* **Direction A**
Count the lines in the listing that contain the word "chrome", and reply with only that number.

Pronunciation Assessment SDK returns low score with ErrorType: 'Mispronunciation' compared to Speech Studio.
In my NodeJS app and microsoft-cognitiveservices-speech-sdk
package, Azure's Pronunciation Assessment for Japanese (It works fine when I test it in English.) always returns ErrorType: 'Mispronunciation' and a very low score (around 50) even though it usually returns around 90-100 when tested on Speech Studio.
I tried making the audio format to be the same as what's used on Studio.
channels = 1, bitsPerSample = 16, samplesPerSecond = 16000
I also tried downloading the audio file from the studio and tested it with my app which also returns the same result.
{
Word: 'こんにちは',
Offset: 5700000,
Duration: 11700000,
PronunciationAssessment: { AccuracyScore: 53, ErrorType: 'Mispronunciation' },
Phonemes: [
[Object], [Object],
[Object], [Object],
[Object], [Object],
[Object], [Object],
[Object]
]
}
{
accuracyScore: 54,
fluencyScore: 100,
completenessScore: 0,
pronunciationScore: 30.8
}
completenessScore
is always 0 as well.
Here is my code.

[Collection entries]
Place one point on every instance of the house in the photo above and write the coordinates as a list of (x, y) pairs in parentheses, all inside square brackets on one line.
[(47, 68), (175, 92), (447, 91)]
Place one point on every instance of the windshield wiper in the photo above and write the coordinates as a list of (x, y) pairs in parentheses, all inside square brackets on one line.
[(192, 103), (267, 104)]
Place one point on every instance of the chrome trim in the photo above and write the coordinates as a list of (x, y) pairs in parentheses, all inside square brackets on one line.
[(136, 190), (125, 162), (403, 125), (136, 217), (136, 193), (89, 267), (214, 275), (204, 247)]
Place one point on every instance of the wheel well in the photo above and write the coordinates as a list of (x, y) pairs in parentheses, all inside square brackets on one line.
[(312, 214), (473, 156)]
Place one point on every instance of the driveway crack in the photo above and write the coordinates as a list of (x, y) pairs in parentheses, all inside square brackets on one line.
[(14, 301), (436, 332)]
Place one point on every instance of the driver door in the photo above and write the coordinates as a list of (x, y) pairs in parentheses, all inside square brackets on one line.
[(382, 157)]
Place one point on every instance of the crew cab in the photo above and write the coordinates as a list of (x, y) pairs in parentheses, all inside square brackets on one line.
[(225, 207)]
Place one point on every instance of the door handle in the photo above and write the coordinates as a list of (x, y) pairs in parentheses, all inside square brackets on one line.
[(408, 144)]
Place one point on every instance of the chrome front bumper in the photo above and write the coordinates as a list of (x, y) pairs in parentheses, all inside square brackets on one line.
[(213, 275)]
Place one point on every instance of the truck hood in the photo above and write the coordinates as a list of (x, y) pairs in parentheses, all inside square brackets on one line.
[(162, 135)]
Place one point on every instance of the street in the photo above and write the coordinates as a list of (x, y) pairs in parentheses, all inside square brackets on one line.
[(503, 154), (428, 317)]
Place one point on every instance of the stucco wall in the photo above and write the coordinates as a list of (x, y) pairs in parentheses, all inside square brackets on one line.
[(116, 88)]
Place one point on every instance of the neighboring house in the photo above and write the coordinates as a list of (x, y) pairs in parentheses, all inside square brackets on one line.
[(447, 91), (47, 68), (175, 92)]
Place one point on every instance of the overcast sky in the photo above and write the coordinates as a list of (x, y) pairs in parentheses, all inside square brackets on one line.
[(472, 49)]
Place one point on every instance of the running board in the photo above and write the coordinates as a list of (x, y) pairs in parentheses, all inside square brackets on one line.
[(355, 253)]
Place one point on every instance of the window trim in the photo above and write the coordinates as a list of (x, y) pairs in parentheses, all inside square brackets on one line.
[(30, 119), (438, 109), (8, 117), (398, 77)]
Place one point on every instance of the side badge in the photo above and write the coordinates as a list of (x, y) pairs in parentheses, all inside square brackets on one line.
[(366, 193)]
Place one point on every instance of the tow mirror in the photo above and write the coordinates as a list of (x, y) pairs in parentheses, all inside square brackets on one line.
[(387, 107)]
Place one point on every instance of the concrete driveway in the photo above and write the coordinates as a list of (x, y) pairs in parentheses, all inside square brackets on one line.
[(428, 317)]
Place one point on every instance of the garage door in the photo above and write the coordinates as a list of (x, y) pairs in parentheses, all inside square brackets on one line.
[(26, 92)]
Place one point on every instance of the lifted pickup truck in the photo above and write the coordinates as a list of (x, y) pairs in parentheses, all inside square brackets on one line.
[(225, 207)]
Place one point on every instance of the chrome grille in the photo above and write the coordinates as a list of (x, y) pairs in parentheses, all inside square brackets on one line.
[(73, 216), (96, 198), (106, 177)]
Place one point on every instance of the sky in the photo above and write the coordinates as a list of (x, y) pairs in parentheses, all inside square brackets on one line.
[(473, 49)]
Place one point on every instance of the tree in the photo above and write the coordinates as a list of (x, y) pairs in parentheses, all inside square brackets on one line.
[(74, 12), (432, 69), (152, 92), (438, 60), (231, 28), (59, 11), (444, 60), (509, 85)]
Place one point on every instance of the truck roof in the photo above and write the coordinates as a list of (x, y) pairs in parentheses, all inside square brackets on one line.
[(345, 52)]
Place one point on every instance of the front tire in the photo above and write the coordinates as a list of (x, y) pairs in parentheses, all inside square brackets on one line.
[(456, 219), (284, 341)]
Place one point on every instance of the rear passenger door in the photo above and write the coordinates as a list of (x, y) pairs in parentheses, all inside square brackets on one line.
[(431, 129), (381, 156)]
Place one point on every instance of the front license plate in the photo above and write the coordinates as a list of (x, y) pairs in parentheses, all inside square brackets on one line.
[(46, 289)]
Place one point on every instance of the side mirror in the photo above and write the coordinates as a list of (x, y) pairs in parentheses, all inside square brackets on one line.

* **Direction B**
In the post about pronunciation assessment scores, which language receives the consistently low scores in the app?

* **Complete answer A**
3

* **Complete answer B**
Japanese.